• [What is needed]: Reproduce word for word the lines of the listing below, beginning at the line that contains "for white jacket" and stopping after the line that contains "[0,57,720,538]".

· · ·

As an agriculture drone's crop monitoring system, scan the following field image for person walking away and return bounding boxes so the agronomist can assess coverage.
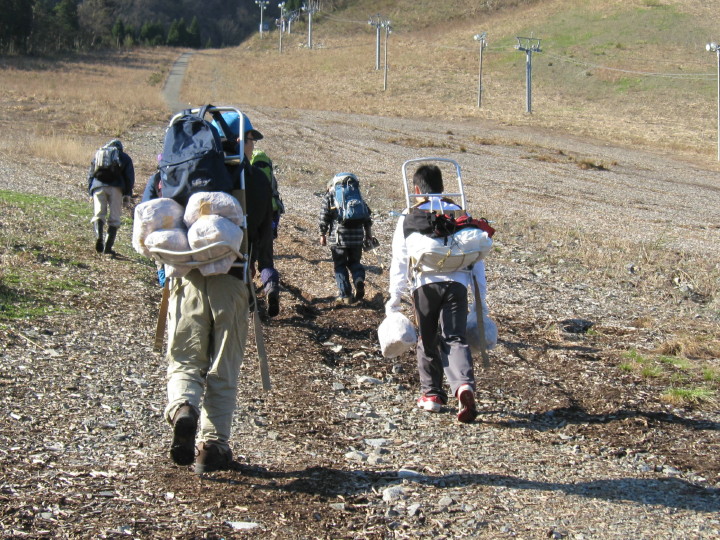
[213,111,280,317]
[143,158,250,473]
[318,173,372,304]
[87,139,135,257]
[385,165,487,423]
[250,148,285,240]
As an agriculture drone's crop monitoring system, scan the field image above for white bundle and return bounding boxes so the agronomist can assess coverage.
[132,198,185,257]
[184,191,243,228]
[145,229,192,264]
[188,215,243,276]
[198,255,237,276]
[378,311,417,358]
[465,302,498,354]
[405,228,492,272]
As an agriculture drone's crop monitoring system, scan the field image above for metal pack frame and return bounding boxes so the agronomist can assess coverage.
[402,157,467,212]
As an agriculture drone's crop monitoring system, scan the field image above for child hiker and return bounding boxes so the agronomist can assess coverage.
[318,173,372,304]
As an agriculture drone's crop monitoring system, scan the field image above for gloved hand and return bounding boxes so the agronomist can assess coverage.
[158,266,166,287]
[385,294,400,315]
[363,236,380,251]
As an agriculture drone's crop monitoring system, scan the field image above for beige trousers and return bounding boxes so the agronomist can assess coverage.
[165,270,248,445]
[91,186,122,227]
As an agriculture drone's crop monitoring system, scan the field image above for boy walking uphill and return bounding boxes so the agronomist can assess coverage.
[385,165,487,423]
[87,139,135,256]
[318,173,372,304]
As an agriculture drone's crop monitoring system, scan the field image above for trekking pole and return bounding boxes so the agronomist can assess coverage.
[249,279,270,392]
[473,276,490,369]
[153,279,170,352]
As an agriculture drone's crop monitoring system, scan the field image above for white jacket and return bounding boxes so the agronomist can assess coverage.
[390,197,487,302]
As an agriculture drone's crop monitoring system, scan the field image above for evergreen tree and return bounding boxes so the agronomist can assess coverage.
[188,17,202,49]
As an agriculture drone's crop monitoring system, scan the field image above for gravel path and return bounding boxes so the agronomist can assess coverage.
[0,57,720,538]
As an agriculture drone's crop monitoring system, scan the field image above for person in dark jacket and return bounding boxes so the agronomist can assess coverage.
[87,139,135,256]
[318,173,372,304]
[220,112,280,317]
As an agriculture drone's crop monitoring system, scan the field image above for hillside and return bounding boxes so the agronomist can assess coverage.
[0,0,720,540]
[184,0,717,161]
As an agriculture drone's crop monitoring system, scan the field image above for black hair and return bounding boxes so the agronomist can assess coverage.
[413,165,443,193]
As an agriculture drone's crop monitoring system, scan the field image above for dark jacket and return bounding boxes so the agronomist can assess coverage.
[88,151,135,196]
[142,159,275,270]
[318,191,372,247]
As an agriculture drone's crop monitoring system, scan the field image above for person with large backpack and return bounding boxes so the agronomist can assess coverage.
[87,139,135,256]
[318,172,373,304]
[135,105,255,473]
[212,112,280,317]
[385,164,491,423]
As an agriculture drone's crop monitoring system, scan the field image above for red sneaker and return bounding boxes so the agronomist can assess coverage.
[457,384,478,424]
[417,394,445,412]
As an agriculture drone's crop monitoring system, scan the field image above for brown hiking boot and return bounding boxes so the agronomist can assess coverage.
[170,402,198,465]
[195,442,233,474]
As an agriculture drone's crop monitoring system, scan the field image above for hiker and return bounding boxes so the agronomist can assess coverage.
[250,148,285,239]
[385,164,487,423]
[318,173,373,304]
[88,139,135,257]
[236,115,280,317]
[143,140,250,473]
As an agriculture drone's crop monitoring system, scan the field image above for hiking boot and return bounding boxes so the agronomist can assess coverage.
[355,281,365,301]
[268,287,280,317]
[170,402,198,465]
[93,221,105,253]
[457,384,478,424]
[417,394,445,412]
[195,442,233,474]
[103,226,118,257]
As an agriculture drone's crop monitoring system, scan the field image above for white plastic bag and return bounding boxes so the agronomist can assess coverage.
[184,191,243,228]
[145,229,192,264]
[378,311,417,358]
[132,198,185,257]
[188,215,243,262]
[465,303,498,354]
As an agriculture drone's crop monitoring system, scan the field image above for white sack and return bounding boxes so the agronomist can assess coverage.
[378,311,417,358]
[184,191,243,228]
[405,227,492,272]
[145,229,192,264]
[188,215,243,262]
[165,264,192,278]
[465,302,498,354]
[132,198,185,257]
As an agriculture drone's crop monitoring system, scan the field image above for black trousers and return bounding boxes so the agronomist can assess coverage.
[413,281,475,403]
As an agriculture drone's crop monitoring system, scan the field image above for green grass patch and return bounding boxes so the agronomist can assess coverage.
[662,388,715,404]
[0,191,99,320]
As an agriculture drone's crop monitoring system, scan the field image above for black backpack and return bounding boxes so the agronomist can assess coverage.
[158,105,235,205]
[93,144,121,185]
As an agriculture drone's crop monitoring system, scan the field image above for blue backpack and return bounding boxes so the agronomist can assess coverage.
[158,105,235,205]
[330,173,370,225]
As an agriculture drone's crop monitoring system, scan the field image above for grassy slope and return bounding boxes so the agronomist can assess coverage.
[185,0,717,160]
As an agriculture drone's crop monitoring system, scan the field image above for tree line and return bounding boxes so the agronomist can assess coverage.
[0,0,301,55]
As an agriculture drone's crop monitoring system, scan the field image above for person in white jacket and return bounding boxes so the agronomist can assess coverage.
[385,164,487,423]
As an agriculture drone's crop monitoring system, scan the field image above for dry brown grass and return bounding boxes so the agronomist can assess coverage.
[0,49,178,169]
[179,0,717,159]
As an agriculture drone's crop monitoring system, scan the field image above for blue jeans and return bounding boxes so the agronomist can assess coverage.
[330,246,365,298]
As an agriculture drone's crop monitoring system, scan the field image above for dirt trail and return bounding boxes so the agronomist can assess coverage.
[0,56,720,539]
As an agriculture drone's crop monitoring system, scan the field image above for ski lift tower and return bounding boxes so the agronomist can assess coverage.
[255,0,270,38]
[302,0,320,49]
[515,37,542,113]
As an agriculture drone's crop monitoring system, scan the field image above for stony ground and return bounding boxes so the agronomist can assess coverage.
[0,99,720,538]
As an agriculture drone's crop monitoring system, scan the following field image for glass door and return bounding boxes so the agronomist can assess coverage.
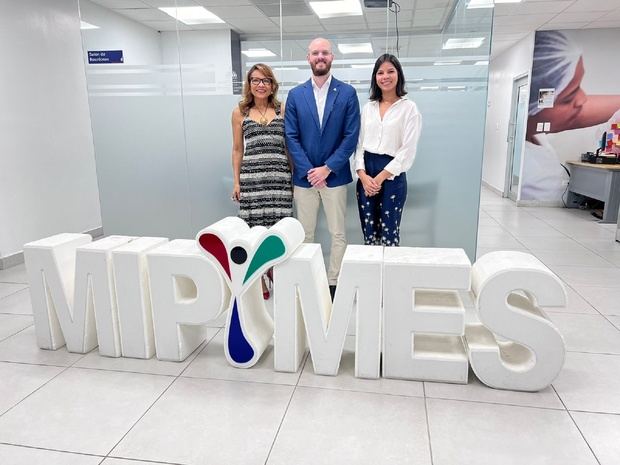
[504,77,529,201]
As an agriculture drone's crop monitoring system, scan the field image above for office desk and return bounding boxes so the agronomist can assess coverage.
[567,161,620,223]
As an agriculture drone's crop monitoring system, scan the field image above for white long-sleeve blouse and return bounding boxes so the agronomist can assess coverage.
[355,97,422,179]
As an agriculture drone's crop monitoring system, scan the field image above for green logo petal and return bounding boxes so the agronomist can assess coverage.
[243,236,286,284]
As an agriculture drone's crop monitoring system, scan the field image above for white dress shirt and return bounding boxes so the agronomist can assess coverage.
[355,97,422,179]
[310,74,332,126]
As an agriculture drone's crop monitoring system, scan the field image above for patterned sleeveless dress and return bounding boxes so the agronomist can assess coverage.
[239,108,293,227]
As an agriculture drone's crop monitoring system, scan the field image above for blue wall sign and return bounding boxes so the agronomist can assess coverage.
[88,50,123,65]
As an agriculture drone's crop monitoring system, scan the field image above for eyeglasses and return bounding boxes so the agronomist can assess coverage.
[250,78,272,86]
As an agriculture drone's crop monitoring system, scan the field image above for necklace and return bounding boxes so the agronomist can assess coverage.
[254,105,269,126]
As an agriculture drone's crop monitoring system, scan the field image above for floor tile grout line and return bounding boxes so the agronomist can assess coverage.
[0,366,71,417]
[0,441,105,459]
[422,382,434,465]
[0,342,94,417]
[101,370,179,458]
[568,409,620,417]
[297,379,424,399]
[264,350,318,465]
[99,455,188,465]
[427,394,566,412]
[106,328,221,458]
[0,323,34,343]
[551,385,601,465]
[264,385,297,465]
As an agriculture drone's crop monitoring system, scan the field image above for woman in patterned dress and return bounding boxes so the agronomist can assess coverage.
[232,63,293,299]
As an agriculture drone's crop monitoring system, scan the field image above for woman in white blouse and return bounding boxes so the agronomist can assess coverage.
[355,54,422,246]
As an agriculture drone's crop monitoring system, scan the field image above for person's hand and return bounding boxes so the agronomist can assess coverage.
[372,170,390,192]
[308,165,331,189]
[230,184,241,202]
[358,171,381,197]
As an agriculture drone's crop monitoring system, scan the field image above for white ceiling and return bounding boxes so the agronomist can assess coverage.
[84,0,620,56]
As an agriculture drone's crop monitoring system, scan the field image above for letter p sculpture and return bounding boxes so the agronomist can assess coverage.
[196,216,304,368]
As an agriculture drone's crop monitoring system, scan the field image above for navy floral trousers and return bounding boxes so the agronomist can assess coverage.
[357,152,407,246]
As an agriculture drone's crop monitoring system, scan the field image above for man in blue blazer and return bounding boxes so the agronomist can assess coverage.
[284,38,360,297]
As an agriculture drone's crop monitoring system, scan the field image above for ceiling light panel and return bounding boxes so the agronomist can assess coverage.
[310,0,362,19]
[159,6,224,25]
[442,37,484,50]
[338,42,374,55]
[241,48,276,58]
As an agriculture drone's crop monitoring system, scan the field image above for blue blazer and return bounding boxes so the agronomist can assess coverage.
[284,77,360,187]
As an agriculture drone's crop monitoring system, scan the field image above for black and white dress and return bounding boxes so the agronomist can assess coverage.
[239,108,293,227]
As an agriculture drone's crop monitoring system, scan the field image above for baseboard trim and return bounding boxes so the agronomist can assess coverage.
[482,180,504,197]
[517,200,564,207]
[0,226,103,270]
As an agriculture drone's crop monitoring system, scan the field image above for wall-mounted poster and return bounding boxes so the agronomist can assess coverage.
[520,29,620,201]
[538,88,555,108]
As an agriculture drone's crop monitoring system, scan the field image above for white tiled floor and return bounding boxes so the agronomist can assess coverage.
[0,187,620,465]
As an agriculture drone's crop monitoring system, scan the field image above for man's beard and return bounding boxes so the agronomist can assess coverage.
[310,62,332,76]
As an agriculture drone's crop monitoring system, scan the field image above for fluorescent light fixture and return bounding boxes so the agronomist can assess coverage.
[442,37,484,50]
[241,48,276,58]
[80,21,99,29]
[433,61,462,66]
[310,0,362,19]
[159,6,224,26]
[338,42,374,55]
[467,0,495,10]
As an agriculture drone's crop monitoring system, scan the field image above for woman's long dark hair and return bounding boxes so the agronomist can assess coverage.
[370,53,407,102]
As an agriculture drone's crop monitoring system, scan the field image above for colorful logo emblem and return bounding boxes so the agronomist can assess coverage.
[196,217,304,368]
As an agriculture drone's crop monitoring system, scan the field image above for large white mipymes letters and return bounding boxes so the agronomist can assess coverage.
[24,218,566,391]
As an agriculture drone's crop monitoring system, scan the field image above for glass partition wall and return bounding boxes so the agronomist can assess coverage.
[80,0,493,260]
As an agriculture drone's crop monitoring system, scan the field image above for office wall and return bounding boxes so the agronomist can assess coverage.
[482,34,534,192]
[521,28,620,205]
[161,29,232,95]
[79,0,161,65]
[0,0,101,264]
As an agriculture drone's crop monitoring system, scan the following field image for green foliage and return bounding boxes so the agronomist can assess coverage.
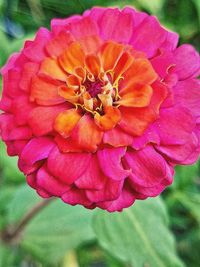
[94,198,183,267]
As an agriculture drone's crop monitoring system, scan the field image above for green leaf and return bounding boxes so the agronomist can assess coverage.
[0,141,25,183]
[137,0,165,14]
[94,198,183,267]
[9,186,95,264]
[174,192,200,225]
[0,242,15,267]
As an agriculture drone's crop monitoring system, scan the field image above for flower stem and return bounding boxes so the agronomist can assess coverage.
[0,198,54,244]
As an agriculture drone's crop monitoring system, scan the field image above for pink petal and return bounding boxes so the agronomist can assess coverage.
[0,53,19,75]
[86,179,124,203]
[173,79,200,117]
[48,147,91,185]
[156,133,200,164]
[0,113,16,141]
[36,166,70,196]
[75,154,106,190]
[125,146,171,188]
[12,95,35,125]
[174,44,200,80]
[45,30,74,57]
[130,16,167,57]
[99,8,133,43]
[132,126,160,150]
[6,140,28,156]
[70,17,98,40]
[160,31,179,51]
[62,188,92,206]
[19,137,55,174]
[97,183,135,212]
[151,50,175,78]
[3,68,23,98]
[51,15,82,35]
[103,127,133,147]
[19,62,39,92]
[23,27,51,62]
[8,126,32,140]
[97,148,130,181]
[154,106,195,145]
[122,7,148,29]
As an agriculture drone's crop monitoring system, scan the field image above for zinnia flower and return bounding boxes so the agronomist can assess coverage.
[0,7,200,212]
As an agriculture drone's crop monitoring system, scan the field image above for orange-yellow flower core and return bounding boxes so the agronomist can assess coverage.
[40,41,157,137]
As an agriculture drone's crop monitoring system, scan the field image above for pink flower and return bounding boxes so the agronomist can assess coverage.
[0,7,200,212]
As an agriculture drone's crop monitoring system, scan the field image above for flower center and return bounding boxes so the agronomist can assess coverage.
[83,79,103,98]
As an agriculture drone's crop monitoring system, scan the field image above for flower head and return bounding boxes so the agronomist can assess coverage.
[0,7,200,211]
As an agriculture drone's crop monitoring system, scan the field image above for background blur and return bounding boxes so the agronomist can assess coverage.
[0,0,200,267]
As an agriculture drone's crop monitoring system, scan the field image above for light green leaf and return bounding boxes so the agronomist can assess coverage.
[0,242,14,267]
[94,198,183,267]
[137,0,165,14]
[0,141,25,182]
[9,186,95,264]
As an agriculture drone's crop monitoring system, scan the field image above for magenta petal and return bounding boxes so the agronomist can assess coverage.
[47,147,91,185]
[103,127,133,147]
[51,15,82,35]
[97,148,130,180]
[75,155,106,190]
[173,79,200,117]
[0,113,16,141]
[70,17,98,40]
[23,28,51,62]
[86,179,124,202]
[12,95,35,125]
[36,166,70,196]
[0,53,19,75]
[174,44,200,80]
[19,137,55,174]
[97,187,135,212]
[122,7,148,29]
[8,126,32,140]
[160,31,179,51]
[95,8,133,43]
[156,133,200,164]
[62,188,92,206]
[125,146,171,187]
[132,126,160,150]
[154,106,195,145]
[151,50,175,78]
[6,140,28,156]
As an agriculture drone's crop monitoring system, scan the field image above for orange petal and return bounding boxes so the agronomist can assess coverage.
[85,55,101,77]
[40,57,66,81]
[30,76,65,106]
[58,86,79,104]
[59,42,85,73]
[120,58,158,92]
[113,52,134,81]
[101,42,124,71]
[116,85,153,107]
[94,106,121,131]
[119,82,168,136]
[71,115,103,152]
[119,107,155,136]
[66,75,80,89]
[54,109,81,138]
[79,35,102,54]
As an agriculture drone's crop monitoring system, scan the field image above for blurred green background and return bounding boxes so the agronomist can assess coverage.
[0,0,200,267]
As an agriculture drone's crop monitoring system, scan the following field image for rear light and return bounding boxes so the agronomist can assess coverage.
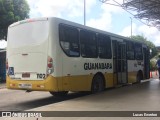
[47,56,53,75]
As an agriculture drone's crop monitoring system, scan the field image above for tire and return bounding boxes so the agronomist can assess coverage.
[91,75,104,93]
[50,91,68,97]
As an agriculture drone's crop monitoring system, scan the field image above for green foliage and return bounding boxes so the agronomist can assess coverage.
[131,35,158,58]
[0,0,30,39]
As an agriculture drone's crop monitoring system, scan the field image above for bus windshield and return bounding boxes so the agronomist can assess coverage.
[8,21,49,48]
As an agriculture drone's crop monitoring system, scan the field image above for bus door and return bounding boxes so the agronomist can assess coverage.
[117,42,127,84]
[112,41,127,84]
[143,48,150,79]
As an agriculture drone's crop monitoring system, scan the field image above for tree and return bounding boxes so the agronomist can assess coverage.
[131,35,158,58]
[0,0,30,40]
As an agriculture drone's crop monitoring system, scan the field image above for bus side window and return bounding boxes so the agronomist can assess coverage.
[59,24,80,57]
[134,43,143,60]
[98,34,112,59]
[80,30,97,58]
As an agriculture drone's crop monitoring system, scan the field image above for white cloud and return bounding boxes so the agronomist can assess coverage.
[118,23,137,37]
[0,40,7,49]
[87,13,112,31]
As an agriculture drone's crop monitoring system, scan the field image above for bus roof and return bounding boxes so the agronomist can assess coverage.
[9,17,146,45]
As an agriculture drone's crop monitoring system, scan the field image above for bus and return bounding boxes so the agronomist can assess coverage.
[6,17,149,96]
[0,49,6,83]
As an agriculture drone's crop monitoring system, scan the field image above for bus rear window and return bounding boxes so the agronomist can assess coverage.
[8,21,49,48]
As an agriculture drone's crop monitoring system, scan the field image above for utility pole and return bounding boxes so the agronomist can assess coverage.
[84,0,86,25]
[130,17,132,38]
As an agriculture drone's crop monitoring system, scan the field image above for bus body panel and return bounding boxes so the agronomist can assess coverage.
[7,18,149,91]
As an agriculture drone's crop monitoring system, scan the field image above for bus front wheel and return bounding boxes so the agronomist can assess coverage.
[50,91,68,97]
[91,75,104,93]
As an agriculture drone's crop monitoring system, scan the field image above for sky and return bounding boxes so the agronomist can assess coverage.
[0,0,160,48]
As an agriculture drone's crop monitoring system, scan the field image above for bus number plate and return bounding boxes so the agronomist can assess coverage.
[37,74,46,79]
[22,73,30,78]
[18,83,32,88]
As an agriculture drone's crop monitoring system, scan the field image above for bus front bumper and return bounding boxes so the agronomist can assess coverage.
[6,75,61,91]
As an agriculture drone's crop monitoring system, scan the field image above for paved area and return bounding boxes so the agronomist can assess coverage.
[0,73,160,120]
[1,79,160,120]
[0,83,6,89]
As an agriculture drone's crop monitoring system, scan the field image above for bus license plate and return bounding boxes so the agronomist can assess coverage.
[19,83,32,88]
[22,73,30,78]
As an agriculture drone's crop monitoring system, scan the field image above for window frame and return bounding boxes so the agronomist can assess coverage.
[127,41,135,60]
[58,23,81,57]
[97,33,112,59]
[79,29,98,58]
[134,43,143,60]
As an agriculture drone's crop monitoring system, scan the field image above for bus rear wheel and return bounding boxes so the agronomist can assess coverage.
[91,75,104,93]
[50,91,68,97]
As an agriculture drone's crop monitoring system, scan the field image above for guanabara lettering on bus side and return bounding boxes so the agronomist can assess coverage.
[84,63,112,70]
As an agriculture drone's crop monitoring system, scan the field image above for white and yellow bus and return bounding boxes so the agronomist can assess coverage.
[6,17,149,96]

· · ·

• [Written solution]:
As an agriculture drone's crop monitoring system, scan the field image above for white jacket and return bounding boxes so the agronomist can assess coverage.
[390,197,487,302]
As an agriculture drone's crop monitoring system, scan the field image above for evergreen tree and return bounding boxes so the agronomist can assess coverage.
[188,17,202,49]
As an agriculture drone's crop monitoring system, scan the field image above for gravel path and return bounding boxes so the agronomist can assess coverage.
[0,57,720,538]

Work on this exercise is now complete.